The exercise: Swap each "draw the outline" for "trace the boundary" in all the rows below, and give the lines again with everything else unchanged.

Stored dataset items:
--- begin ---

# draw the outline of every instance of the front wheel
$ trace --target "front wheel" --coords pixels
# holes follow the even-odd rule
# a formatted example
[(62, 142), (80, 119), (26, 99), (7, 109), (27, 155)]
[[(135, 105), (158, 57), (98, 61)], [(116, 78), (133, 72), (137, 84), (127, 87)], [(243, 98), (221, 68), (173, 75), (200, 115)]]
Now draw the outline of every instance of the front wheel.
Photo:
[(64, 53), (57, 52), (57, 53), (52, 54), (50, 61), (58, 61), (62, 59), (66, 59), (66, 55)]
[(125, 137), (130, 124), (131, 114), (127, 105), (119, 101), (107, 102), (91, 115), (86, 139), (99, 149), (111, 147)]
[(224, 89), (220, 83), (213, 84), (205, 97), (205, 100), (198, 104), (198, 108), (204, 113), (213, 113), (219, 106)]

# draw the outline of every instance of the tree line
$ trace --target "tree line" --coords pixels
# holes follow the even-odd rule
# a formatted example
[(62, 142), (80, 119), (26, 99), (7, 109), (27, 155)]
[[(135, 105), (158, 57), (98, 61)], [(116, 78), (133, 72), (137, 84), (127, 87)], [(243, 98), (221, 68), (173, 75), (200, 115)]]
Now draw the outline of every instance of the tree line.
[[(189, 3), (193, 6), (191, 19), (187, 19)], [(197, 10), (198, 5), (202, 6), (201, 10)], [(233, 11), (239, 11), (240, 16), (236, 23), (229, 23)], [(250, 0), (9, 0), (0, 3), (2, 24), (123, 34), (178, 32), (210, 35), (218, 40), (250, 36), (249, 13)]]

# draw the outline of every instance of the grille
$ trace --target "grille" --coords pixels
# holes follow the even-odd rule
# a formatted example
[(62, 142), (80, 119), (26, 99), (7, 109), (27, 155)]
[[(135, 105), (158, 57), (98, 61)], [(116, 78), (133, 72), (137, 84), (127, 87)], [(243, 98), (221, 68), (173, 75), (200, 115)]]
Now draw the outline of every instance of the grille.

--- end ---

Response for this exercise:
# trace the boundary of every instance of the front wheel
$ trace --target "front wheel" --coords pixels
# holes follow the even-odd rule
# a formatted example
[(62, 142), (80, 119), (26, 99), (7, 109), (27, 155)]
[[(135, 105), (158, 57), (98, 61)], [(116, 78), (133, 72), (137, 84), (127, 87)], [(243, 98), (221, 68), (173, 75), (200, 115)]]
Now trace the boundary of every instance of the front wheel.
Photo:
[(64, 53), (57, 52), (57, 53), (52, 54), (50, 61), (58, 61), (62, 59), (66, 59), (66, 55)]
[(125, 137), (130, 124), (131, 114), (127, 105), (119, 101), (107, 102), (91, 115), (86, 139), (99, 149), (111, 147)]
[(224, 89), (220, 83), (213, 84), (205, 97), (205, 100), (198, 104), (198, 108), (204, 113), (213, 113), (219, 106)]

# trace the boundary of every instance of the tree line
$ trace --target "tree line" --coords pixels
# holes follow the even-odd rule
# a formatted example
[(62, 142), (80, 119), (26, 99), (7, 109), (27, 155)]
[[(135, 105), (158, 57), (98, 61)], [(116, 78), (133, 72), (137, 84), (127, 87)], [(243, 98), (221, 68), (173, 75), (200, 115)]]
Now trace the boundary of every instance of the tree line.
[[(189, 3), (193, 6), (191, 19), (187, 19)], [(197, 10), (198, 5), (202, 6), (201, 10)], [(233, 11), (239, 11), (240, 16), (236, 23), (229, 23)], [(250, 0), (9, 0), (0, 3), (2, 24), (123, 34), (178, 32), (210, 35), (218, 40), (250, 36), (249, 13)]]

# trace the boundary of every instance of the grille
$ trace --target "grille" --coords pixels
# holes follow the even-odd rule
# a formatted example
[(62, 142), (80, 119), (26, 99), (7, 109), (27, 155)]
[[(135, 105), (158, 57), (98, 61)], [(116, 78), (133, 72), (137, 84), (127, 87)], [(243, 98), (221, 68), (173, 75), (200, 115)]]
Now trace the boundary of every instance of the grille.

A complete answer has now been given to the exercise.